Expect more enforcement on the roads amid aggressive driving concerns
London’s top traffic cop is warning aggressive drivers to expect greater enforcement this year.
It comes as more traffic officers return to the streets after helping out in other areas during the pandemic.
Sgt. Ozzie Nethersole, of the London Police Service Traffic Management Unit, says stunt driving is one of the major concerns as of late.
“My officers have been out and over the last two weeks the numbers have been quite high. For whatever reason the speeds are well above the posted speed limit.”
Police posted to social media on Wednesday that 12 people have been charged with stunt driving over a couple of weeks. Nethersole says winter driving conditions make it even more dangerous.
"And I know over the last two weeks it’s been raining, it’s been cold, the weather’s been changing, there’s ice on the roads, so…The weather’s constantly changing out there and drivers have to adjust to that. Going faster is not going to help you adjust to that road condition.”

-=-=-

Activity list:
A. Transcribe the traffic enforcement article, beginning at the words "Expect more enforcement" and stopping after "enforcement this year.".
B. In the traffic enforcement article, how many people do police say were charged with stunt driving over a couple of weeks?
The records are not required for this work.

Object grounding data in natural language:
-=-=-

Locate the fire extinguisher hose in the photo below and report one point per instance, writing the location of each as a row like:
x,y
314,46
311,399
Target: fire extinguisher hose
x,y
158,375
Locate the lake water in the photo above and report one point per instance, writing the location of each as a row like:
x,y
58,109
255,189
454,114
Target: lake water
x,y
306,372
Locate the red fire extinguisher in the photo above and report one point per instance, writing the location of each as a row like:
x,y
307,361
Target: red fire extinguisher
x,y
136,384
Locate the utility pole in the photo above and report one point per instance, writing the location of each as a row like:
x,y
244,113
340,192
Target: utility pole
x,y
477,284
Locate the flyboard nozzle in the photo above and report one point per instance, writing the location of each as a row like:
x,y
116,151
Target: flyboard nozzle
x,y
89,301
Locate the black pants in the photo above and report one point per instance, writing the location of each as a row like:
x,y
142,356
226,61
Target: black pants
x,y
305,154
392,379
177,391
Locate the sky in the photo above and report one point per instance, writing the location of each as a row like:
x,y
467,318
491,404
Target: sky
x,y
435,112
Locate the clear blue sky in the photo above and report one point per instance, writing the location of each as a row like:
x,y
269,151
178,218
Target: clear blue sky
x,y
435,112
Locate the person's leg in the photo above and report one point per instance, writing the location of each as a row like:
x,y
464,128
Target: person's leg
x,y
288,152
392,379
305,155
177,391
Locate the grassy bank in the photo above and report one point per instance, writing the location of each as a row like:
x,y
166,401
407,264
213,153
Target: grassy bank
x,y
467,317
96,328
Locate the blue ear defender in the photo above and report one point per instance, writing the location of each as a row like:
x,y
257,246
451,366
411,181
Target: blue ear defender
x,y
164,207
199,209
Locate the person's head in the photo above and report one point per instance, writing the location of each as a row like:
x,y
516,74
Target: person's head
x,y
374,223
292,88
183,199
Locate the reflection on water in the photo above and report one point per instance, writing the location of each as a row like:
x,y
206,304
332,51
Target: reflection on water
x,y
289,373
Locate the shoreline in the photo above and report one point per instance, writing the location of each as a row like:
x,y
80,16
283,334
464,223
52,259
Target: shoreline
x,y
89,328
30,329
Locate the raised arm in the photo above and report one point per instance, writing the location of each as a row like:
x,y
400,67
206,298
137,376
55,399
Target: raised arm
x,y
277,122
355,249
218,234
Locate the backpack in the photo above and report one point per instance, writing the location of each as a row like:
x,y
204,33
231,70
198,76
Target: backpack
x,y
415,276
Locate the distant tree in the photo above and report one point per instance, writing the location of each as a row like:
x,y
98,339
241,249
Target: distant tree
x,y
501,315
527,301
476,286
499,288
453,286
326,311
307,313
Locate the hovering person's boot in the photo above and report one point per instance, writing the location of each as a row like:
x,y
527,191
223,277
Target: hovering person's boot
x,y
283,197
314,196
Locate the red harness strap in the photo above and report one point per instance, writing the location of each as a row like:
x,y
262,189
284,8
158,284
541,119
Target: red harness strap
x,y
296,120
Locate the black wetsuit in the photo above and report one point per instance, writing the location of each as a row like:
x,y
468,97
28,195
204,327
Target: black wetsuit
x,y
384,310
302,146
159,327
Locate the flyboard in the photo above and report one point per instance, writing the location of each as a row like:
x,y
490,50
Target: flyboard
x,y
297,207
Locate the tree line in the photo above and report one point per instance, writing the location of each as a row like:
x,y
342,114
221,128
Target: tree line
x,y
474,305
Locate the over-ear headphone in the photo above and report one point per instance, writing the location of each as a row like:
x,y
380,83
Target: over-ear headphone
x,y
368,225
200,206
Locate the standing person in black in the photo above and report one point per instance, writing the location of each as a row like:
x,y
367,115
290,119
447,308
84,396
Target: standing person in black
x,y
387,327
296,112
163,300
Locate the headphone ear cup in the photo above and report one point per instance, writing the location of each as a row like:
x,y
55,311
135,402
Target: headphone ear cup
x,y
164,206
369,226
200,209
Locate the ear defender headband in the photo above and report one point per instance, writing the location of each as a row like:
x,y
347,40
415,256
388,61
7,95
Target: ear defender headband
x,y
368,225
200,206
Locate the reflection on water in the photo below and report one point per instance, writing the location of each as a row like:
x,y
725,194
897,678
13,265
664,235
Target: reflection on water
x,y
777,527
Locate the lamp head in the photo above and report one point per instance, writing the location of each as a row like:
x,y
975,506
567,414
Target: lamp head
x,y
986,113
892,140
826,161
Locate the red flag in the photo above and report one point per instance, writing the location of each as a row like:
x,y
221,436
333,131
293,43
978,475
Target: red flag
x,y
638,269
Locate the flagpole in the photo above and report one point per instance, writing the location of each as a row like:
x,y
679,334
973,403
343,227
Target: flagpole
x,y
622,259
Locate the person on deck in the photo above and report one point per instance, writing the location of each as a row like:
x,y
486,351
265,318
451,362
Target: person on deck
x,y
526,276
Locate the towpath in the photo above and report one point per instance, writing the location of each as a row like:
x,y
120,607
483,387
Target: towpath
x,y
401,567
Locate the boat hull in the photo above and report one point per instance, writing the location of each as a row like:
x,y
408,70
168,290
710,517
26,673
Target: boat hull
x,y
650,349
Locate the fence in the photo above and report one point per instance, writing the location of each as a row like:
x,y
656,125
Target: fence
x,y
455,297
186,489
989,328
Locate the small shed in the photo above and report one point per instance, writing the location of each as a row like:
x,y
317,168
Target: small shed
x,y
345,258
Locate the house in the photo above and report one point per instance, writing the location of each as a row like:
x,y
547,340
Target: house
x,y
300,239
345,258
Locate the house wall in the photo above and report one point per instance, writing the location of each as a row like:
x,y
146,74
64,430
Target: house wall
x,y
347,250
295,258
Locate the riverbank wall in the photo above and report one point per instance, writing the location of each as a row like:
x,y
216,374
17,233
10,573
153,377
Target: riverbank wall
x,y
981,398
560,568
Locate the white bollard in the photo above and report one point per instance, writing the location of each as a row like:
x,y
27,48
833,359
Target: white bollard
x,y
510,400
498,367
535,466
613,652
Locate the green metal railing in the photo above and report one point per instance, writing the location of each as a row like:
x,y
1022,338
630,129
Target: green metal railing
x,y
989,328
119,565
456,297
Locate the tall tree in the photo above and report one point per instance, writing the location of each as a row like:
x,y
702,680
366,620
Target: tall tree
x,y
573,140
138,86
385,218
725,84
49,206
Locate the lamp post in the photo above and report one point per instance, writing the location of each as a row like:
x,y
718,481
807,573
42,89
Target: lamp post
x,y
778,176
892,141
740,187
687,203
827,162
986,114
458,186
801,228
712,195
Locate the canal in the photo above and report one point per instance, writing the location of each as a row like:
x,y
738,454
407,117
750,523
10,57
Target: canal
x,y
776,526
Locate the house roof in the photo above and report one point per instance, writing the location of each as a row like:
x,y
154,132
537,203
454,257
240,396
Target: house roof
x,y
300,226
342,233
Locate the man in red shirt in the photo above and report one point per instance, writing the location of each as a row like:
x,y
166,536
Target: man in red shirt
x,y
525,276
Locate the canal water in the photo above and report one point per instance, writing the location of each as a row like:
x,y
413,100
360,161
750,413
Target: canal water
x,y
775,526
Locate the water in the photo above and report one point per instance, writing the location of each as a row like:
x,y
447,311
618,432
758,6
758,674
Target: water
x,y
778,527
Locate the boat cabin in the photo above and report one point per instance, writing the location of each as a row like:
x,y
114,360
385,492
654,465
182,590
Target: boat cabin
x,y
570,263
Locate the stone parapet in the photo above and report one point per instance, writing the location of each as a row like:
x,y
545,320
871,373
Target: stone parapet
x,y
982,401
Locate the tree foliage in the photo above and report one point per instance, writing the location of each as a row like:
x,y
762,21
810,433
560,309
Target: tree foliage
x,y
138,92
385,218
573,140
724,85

-=-=-

Task-by-task solutions:
A.
Expect more enforcement on the roads amid aggressive driving concerns
London’s top traffic cop is warning aggressive drivers to expect greater enforcement this year.

B. 12 people